It’s Carnival in Rio on Speed(os) and the June jamboree known as Gay Pride Sitges is turning up the volume year-on-year, writes Laurence Dollimore.
IF you’ve never been to a Sitges Pride T-Dance, don’t take your maiden aunt.
It’s not the kind of dance where you sip lapsang souchong from bone china cups and take a turn around the room to a resident orchestra. Although the Gay Village venue should give you a clue.
At 5pm sharp during this feisty five-day festival of sexual diversity, the LGBT world and its significant other gather on the paseo to get down to some dirty dancing, and the live DJs don’t stop spinning the discs until la madrugada.
The dress code is sporty Speedos, slinky thongs, brazen budgie smugglers or trompe l’oeil – nothing at all but body paint! No one wears tuxes and only the boys wear dresses.
Sitges is just recovering from its sixth such extravaganza, a highly-organised and well-oiled fiesta that hosted more than 55,000 ‘rainbow warriors’ this year, quite a feat for a town half that size.
This Catalonian gem of a seaside city, 40 minutes from Barcelona, has been gay-friendly for decades but Gay Pride proclaims that affinity like a town crier … from the poptastic Queenz Bar, from Privilege, where you can catch the odd drag queen show, and from the more hardcore XXL, where deep house and dim lights ensure that what happens in Sitges stays in Sitges …
When night falls, 30 or more bars and clubs that look unremarkable in daylight flick on their fluorescent lights, turning a traditional pueblo into a hedonistic Mecca.

Stated goal A. According to the Sitges Pride article, how many people did this year's festival host?
Stated goal B. Write the next part of the Sitges Pride article, picking up after its final sentence.
The rows that follow have no connection to the Sitges Pride article.

Raw records.
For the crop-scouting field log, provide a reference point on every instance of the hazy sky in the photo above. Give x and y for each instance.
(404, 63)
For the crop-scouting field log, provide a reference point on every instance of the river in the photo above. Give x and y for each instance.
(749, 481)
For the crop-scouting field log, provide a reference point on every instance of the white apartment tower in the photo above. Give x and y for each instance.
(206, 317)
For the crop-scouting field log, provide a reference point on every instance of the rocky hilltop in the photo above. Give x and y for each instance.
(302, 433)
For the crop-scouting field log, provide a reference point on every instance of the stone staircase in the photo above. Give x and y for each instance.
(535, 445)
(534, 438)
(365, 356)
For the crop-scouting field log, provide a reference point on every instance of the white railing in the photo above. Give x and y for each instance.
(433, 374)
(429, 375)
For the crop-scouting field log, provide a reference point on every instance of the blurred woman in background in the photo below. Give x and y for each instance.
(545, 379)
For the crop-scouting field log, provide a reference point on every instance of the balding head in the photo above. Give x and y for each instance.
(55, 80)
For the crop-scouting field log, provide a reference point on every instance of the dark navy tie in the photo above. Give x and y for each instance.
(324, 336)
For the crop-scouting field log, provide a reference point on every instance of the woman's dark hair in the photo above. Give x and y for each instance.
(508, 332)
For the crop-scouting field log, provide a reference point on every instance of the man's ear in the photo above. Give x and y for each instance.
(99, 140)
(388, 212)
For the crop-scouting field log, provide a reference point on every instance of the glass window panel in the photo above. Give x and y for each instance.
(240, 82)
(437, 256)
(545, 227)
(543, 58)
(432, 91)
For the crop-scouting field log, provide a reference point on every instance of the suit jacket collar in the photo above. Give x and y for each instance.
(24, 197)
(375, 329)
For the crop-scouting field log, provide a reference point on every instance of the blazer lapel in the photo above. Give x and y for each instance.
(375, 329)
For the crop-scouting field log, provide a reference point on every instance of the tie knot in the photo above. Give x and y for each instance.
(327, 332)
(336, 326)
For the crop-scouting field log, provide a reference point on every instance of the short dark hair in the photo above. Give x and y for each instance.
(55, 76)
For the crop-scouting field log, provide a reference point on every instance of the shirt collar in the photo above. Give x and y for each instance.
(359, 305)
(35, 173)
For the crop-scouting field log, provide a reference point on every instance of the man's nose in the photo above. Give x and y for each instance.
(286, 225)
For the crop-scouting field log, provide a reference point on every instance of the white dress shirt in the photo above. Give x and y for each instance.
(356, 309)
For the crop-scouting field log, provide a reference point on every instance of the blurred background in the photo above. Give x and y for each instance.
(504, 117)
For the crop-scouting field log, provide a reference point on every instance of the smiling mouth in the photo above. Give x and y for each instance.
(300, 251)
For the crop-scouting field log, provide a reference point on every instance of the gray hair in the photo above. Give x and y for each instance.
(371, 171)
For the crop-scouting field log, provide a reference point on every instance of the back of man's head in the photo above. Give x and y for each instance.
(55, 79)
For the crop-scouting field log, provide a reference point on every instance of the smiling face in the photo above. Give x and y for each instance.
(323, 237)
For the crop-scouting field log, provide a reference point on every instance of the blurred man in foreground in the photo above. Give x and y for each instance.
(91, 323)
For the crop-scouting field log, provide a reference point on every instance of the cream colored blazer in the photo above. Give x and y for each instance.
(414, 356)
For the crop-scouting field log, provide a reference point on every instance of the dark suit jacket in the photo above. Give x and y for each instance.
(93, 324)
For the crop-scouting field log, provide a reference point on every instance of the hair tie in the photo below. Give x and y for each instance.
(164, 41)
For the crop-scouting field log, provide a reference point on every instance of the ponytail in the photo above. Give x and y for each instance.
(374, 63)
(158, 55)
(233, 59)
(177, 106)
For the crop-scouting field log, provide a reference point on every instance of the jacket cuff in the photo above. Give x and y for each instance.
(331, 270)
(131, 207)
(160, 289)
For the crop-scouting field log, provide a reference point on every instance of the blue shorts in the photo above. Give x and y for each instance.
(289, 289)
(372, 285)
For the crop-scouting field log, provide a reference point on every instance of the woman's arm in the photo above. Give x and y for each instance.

Right answer A. More than 55,000.

Right answer B.
The starting point of every night for pride-goers is the main events stage, where nightly tribute acts pay homage to LGBT icons like Cher, the Spice Girls and Lady Gaga.
Every generation is catered for, whether you’re a hairless ‘twink’ or a brooding ‘daddy’; and every predilection celebrated, from leather lovers and ‘bears’ to those who just love a policeman in uniform.
After the party, Sitges’ 2.5 km of sand beaches offer the perfect hangover cure.
The shallow shores and calm, clear water offer a tranquil respite from the crazy scene that takes over after sunset … although you can hardly see the playa for players, as it’s groin to groin with loungers and beach towels.
Beaches are called platjas in Catalonian. Platja de la Rodona is one of the most popular gay beaches. Or, if you’re feeling particularly free-living, you can bare all at the infamous Platja dels Balmains, a secluded nudist haven east of Sitges church.
The festival highlight is the Sunday afternoon parade when local bars and businesses ride their extravagant floats along the packed promenade.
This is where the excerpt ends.